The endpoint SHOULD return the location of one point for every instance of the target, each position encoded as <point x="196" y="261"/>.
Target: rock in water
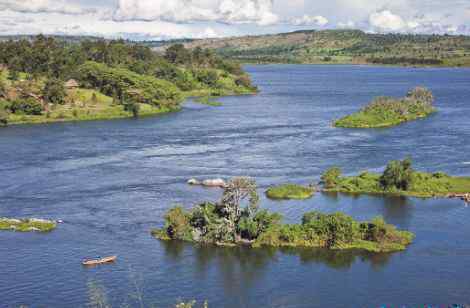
<point x="194" y="182"/>
<point x="215" y="183"/>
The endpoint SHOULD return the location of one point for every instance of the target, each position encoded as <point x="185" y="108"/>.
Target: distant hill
<point x="342" y="46"/>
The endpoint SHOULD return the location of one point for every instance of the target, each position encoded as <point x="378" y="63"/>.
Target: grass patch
<point x="290" y="191"/>
<point x="386" y="111"/>
<point x="206" y="100"/>
<point x="419" y="184"/>
<point x="27" y="225"/>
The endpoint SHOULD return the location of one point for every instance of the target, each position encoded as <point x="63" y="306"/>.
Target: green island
<point x="44" y="79"/>
<point x="290" y="191"/>
<point x="343" y="46"/>
<point x="228" y="223"/>
<point x="27" y="225"/>
<point x="399" y="178"/>
<point x="207" y="100"/>
<point x="389" y="111"/>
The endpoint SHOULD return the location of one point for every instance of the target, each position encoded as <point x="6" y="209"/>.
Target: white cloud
<point x="247" y="11"/>
<point x="186" y="11"/>
<point x="43" y="6"/>
<point x="307" y="20"/>
<point x="387" y="21"/>
<point x="347" y="25"/>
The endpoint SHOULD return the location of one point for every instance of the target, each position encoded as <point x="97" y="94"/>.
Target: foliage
<point x="141" y="81"/>
<point x="399" y="178"/>
<point x="28" y="106"/>
<point x="290" y="191"/>
<point x="397" y="175"/>
<point x="54" y="91"/>
<point x="27" y="225"/>
<point x="330" y="177"/>
<point x="345" y="46"/>
<point x="136" y="88"/>
<point x="387" y="111"/>
<point x="228" y="223"/>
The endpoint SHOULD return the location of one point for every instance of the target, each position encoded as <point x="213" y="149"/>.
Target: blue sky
<point x="163" y="19"/>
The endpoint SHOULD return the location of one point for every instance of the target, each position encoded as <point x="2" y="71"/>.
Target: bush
<point x="330" y="177"/>
<point x="54" y="91"/>
<point x="397" y="175"/>
<point x="177" y="224"/>
<point x="138" y="88"/>
<point x="28" y="106"/>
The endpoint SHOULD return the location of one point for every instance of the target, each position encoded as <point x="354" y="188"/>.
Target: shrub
<point x="289" y="191"/>
<point x="28" y="106"/>
<point x="330" y="177"/>
<point x="177" y="224"/>
<point x="54" y="91"/>
<point x="397" y="175"/>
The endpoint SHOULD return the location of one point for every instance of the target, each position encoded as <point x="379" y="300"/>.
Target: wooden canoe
<point x="100" y="261"/>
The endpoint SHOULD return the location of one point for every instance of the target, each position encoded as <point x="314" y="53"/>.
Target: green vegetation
<point x="290" y="191"/>
<point x="399" y="178"/>
<point x="48" y="80"/>
<point x="388" y="111"/>
<point x="227" y="222"/>
<point x="344" y="47"/>
<point x="206" y="100"/>
<point x="27" y="225"/>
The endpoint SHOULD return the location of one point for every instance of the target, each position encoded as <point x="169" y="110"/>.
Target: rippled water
<point x="112" y="181"/>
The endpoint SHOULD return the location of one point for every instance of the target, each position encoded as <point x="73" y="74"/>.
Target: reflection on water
<point x="249" y="262"/>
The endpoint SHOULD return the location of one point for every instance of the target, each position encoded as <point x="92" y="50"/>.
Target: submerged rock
<point x="193" y="182"/>
<point x="215" y="183"/>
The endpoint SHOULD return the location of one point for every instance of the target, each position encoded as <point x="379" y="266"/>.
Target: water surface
<point x="112" y="181"/>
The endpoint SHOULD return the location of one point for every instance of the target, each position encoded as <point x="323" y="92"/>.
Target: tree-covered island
<point x="51" y="80"/>
<point x="389" y="111"/>
<point x="290" y="191"/>
<point x="27" y="225"/>
<point x="230" y="222"/>
<point x="399" y="178"/>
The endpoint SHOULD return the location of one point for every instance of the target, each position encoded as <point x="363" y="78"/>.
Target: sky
<point x="168" y="19"/>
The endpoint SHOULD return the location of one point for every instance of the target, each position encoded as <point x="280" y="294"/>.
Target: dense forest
<point x="46" y="79"/>
<point x="344" y="46"/>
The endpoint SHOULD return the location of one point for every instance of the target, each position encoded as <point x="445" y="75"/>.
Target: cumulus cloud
<point x="387" y="21"/>
<point x="307" y="20"/>
<point x="43" y="6"/>
<point x="186" y="11"/>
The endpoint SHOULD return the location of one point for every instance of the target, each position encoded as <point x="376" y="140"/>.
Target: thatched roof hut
<point x="72" y="84"/>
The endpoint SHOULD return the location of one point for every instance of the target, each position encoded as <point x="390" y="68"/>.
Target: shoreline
<point x="154" y="113"/>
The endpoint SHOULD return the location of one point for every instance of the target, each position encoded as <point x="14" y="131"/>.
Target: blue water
<point x="112" y="181"/>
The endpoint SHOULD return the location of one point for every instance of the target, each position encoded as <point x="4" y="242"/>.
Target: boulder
<point x="194" y="182"/>
<point x="214" y="183"/>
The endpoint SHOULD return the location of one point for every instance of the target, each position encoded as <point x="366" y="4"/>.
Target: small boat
<point x="99" y="261"/>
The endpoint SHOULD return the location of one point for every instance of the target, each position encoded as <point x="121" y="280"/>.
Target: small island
<point x="27" y="225"/>
<point x="399" y="178"/>
<point x="389" y="111"/>
<point x="290" y="191"/>
<point x="228" y="223"/>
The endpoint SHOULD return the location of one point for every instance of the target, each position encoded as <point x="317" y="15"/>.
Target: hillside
<point x="343" y="46"/>
<point x="44" y="79"/>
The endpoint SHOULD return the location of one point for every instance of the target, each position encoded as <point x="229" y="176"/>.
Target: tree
<point x="3" y="117"/>
<point x="54" y="91"/>
<point x="177" y="54"/>
<point x="330" y="177"/>
<point x="237" y="190"/>
<point x="397" y="175"/>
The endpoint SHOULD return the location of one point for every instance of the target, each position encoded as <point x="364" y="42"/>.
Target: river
<point x="112" y="181"/>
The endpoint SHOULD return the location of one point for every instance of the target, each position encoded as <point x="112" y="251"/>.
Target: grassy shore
<point x="290" y="191"/>
<point x="27" y="225"/>
<point x="422" y="184"/>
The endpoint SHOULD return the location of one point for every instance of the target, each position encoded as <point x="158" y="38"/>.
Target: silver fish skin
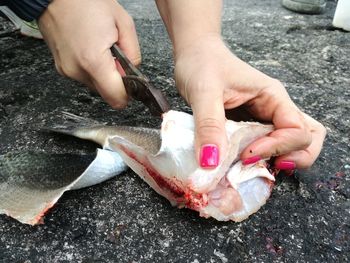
<point x="165" y="159"/>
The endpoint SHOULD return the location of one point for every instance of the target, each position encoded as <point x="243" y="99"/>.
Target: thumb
<point x="210" y="133"/>
<point x="107" y="80"/>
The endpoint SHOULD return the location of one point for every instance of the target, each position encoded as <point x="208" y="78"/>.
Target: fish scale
<point x="32" y="182"/>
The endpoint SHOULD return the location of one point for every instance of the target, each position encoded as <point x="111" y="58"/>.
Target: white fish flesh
<point x="165" y="159"/>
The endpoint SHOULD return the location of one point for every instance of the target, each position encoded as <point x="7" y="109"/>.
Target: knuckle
<point x="209" y="127"/>
<point x="59" y="69"/>
<point x="68" y="70"/>
<point x="129" y="22"/>
<point x="137" y="58"/>
<point x="89" y="61"/>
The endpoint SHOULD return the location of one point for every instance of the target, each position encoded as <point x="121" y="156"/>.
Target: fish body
<point x="165" y="159"/>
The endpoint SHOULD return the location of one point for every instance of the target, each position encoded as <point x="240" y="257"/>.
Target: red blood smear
<point x="191" y="199"/>
<point x="161" y="181"/>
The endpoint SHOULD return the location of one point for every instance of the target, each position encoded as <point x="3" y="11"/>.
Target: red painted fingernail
<point x="289" y="172"/>
<point x="209" y="156"/>
<point x="251" y="160"/>
<point x="286" y="165"/>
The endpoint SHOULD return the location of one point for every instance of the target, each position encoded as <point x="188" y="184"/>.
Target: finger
<point x="210" y="134"/>
<point x="107" y="80"/>
<point x="291" y="134"/>
<point x="127" y="37"/>
<point x="304" y="158"/>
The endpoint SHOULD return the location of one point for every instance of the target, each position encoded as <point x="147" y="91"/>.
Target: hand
<point x="213" y="80"/>
<point x="80" y="33"/>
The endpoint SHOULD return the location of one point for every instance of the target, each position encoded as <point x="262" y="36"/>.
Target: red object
<point x="251" y="160"/>
<point x="286" y="165"/>
<point x="209" y="156"/>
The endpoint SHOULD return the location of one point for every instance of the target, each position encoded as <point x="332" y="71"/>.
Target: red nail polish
<point x="209" y="156"/>
<point x="286" y="165"/>
<point x="251" y="160"/>
<point x="289" y="172"/>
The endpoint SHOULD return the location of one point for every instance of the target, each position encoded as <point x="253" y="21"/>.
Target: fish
<point x="165" y="159"/>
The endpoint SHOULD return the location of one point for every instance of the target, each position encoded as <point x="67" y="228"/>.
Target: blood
<point x="188" y="197"/>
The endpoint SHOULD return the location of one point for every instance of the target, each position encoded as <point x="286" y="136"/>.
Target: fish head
<point x="174" y="172"/>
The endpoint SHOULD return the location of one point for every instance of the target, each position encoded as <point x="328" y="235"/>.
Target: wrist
<point x="198" y="45"/>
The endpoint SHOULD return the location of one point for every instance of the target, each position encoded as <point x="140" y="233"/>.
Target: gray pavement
<point x="307" y="218"/>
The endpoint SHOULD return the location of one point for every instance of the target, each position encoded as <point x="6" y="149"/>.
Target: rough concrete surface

YOUR OBJECTIVE:
Pick out every line in the material above that contains the string "blood". Case counts.

ANSWER TO THIS EXERCISE:
Target: red blood smear
Target: blood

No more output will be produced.